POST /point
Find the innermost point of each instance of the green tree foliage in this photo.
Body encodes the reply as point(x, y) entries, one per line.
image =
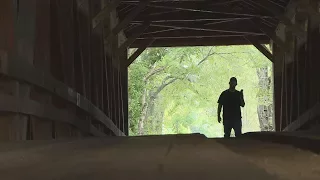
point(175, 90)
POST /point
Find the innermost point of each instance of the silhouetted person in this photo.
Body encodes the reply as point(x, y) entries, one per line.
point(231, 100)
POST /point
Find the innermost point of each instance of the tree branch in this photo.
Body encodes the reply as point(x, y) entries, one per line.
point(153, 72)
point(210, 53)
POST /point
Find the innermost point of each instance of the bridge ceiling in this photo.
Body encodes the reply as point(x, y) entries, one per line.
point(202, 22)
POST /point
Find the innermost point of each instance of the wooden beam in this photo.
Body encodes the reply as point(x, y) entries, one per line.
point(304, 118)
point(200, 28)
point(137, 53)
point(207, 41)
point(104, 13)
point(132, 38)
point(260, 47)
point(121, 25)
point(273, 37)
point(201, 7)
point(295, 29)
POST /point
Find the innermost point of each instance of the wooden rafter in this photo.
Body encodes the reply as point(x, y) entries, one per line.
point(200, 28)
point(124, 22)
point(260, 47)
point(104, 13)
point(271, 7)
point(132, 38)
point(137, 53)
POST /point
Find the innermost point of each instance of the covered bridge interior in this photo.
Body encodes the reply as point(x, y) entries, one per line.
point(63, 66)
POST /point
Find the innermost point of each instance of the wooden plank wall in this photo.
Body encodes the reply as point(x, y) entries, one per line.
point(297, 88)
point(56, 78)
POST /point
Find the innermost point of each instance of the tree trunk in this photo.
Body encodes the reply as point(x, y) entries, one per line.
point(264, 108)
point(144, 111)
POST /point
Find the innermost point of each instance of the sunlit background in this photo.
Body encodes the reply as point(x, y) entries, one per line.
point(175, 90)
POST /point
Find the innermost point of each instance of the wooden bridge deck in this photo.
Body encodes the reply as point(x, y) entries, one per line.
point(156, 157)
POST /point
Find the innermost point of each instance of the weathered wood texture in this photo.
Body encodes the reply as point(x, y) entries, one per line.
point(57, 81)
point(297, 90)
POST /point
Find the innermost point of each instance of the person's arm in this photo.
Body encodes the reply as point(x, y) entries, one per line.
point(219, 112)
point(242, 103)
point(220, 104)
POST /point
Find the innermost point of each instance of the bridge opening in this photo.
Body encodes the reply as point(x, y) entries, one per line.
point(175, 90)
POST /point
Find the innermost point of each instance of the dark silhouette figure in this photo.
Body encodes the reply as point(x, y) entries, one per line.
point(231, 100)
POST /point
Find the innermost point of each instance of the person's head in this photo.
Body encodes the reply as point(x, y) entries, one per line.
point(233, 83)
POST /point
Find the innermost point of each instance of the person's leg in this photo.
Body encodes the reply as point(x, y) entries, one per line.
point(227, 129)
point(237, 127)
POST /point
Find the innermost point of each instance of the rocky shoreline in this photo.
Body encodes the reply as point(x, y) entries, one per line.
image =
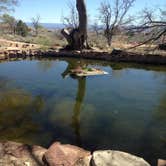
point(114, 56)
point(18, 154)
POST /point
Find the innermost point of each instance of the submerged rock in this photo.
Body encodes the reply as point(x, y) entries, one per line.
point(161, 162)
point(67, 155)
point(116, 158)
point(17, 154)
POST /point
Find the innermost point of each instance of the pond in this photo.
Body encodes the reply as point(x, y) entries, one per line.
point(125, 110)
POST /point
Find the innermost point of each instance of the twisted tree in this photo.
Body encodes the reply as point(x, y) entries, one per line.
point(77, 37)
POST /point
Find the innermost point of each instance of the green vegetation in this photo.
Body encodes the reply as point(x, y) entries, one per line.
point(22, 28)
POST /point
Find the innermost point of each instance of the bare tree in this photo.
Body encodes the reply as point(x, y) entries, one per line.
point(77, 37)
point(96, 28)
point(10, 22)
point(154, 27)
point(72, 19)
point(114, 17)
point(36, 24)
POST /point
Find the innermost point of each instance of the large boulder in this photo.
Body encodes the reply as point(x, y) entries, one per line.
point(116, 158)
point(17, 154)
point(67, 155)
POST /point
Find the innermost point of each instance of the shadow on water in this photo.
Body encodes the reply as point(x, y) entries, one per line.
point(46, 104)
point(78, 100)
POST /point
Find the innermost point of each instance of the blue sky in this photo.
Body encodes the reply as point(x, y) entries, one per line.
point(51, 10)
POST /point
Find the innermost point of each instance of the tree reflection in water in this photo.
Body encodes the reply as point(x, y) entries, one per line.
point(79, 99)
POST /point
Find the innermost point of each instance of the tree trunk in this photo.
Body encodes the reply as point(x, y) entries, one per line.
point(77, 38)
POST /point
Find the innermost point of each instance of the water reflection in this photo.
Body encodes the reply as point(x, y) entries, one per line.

--

*What needs to be done*
All records should be output exactly, with the pictures left out.

*Task result*
POST /point
Find the innermost point of each instance of the green tree foliage in this photo.
Body encodes the reply as point(x, y) entries, one per line.
image =
point(175, 90)
POST /point
Find the innermost point of each instance of the silhouetted person in this photo.
Body encodes the reply as point(x, y) entries, one per line.
point(231, 100)
POST /point
Find the innermost point of each instance of the tree branch in this photo.
Body encodes the reply as point(x, y) entries, one per line.
point(153, 72)
point(210, 53)
POST /point
Find the innermost point of each instance of the bridge ceiling in this photo.
Body encodes the reply as point(x, y) entries, one per line.
point(202, 22)
POST /point
Find the innermost point of each instance of the wooden beam in this photo.
Body encodes the reply as point(x, y) entries, one per line.
point(304, 118)
point(200, 28)
point(137, 53)
point(207, 41)
point(104, 13)
point(132, 38)
point(260, 47)
point(121, 25)
point(273, 37)
point(201, 7)
point(295, 29)
POST /point
Find the innermost point of each instance of the wooden rafter in this photo.
Body encodes the reply as point(x, y) entries, one per line.
point(200, 28)
point(124, 22)
point(260, 47)
point(104, 13)
point(271, 7)
point(132, 38)
point(137, 53)
POST /point
Find the innermost point of each instance of the covered bridge interior in this photo.
Body encodes the reply as point(x, y) entries, one per line.
point(63, 66)
POST /point
Find the innermost point of each instance of the wooden plank wall in this photo.
Body encodes the reply as point(x, y) entries, one per line.
point(297, 88)
point(56, 78)
POST /point
Find the innermost point of each instance of the tree trunk in this photo.
Body encodes the reply as point(x, y) entries, one per line.
point(264, 108)
point(144, 111)
POST /point
Find the innermost point of each instance of the sunlit background in this photo.
Body encodes the reply as point(x, y) entries, one per line.
point(175, 90)
POST /point
Find the innermost point of each instance of the wooden bridge deck in this photo.
Body encodes the reply as point(x, y) entries, one per line.
point(156, 157)
POST /point
Find the innermost point of each instance of the weathered wood texture in this photo.
Body encodes the reply as point(x, y) entries, one per line.
point(57, 81)
point(297, 90)
POST /point
Find the innermost point of each instance of the person's arm in this photo.
Body encodes the reply as point(x, y) entries, one per line.
point(219, 112)
point(242, 103)
point(220, 104)
POST /point
Find the innermost point of each instance of the bridge opening in this photo.
Body encodes the reply as point(x, y) entries, one per line.
point(175, 90)
POST /point
Find the innermost point of each instance of the dark silhouette figure in this photo.
Body encodes the reply as point(x, y) entries, one per line.
point(231, 100)
POST /point
Find the innermost point of each instance of the person's head in this photo.
Body encodes the reply as point(x, y) entries, one per line.
point(233, 83)
POST /point
Find the innermost point of each instance of the person's leg in this photo.
Body encodes the reply as point(x, y) entries, one per line.
point(227, 129)
point(237, 127)
POST /point
Find the innermost point of each instance of the rocky shoreline in this photo.
Body encodes the reply as point(x, y) entries, one per line.
image =
point(114, 56)
point(18, 154)
POST /point
Find the innermost point of each instance of the submerged rock in this photo.
Body encodes the reply as point(x, y) entries, one per line.
point(161, 162)
point(67, 155)
point(116, 158)
point(17, 154)
POST /point
Find the innermost point of each instance of the pond in this photo.
Body encodes the reply as point(x, y) entries, one per line.
point(125, 110)
POST /point
Find the innermost point of each instance of the twisted tree in this photo.
Body encodes the reply as point(x, y) entries, one per line.
point(77, 37)
POST /point
Find the innermost point of each instance of the green vegetation in this photo.
Body encodes the reply as point(x, y) entries, one per line.
point(22, 28)
POST /point
Find the innermost point of each instance of the bare tree in this photo.
Body encodes the reply as point(x, y) entries, one per line.
point(77, 37)
point(96, 28)
point(10, 22)
point(154, 27)
point(72, 19)
point(114, 17)
point(36, 24)
POST /point
Find the innermost point of each instance of the large boulder in this photo.
Body encodes the reply as point(x, y) entries, one per line.
point(116, 158)
point(17, 154)
point(67, 155)
POST /point
Find the innermost point of each instance of the shadow on water in this photo.
Body encodes the reply as point(x, y) entries, one per line.
point(46, 104)
point(78, 100)
POST /point
Find the innermost point of each instance of the blue sky in this photo.
Body encodes the reply as point(x, y) entries, one per line.
point(51, 10)
POST /point
Find the innermost point of each instance of the tree reflection in water in this photo.
Body encodes the reply as point(x, y) entries, one per line.
point(79, 99)
POST /point
Find the innermost point of each instance of the tree trunk in this photo.
Body encodes the reply as point(x, y) entries, one per line.
point(77, 38)
POST /point
Find the innermost point of each instance of the water reflection in this photo.
Body encodes the reply as point(x, y) entries, one per line.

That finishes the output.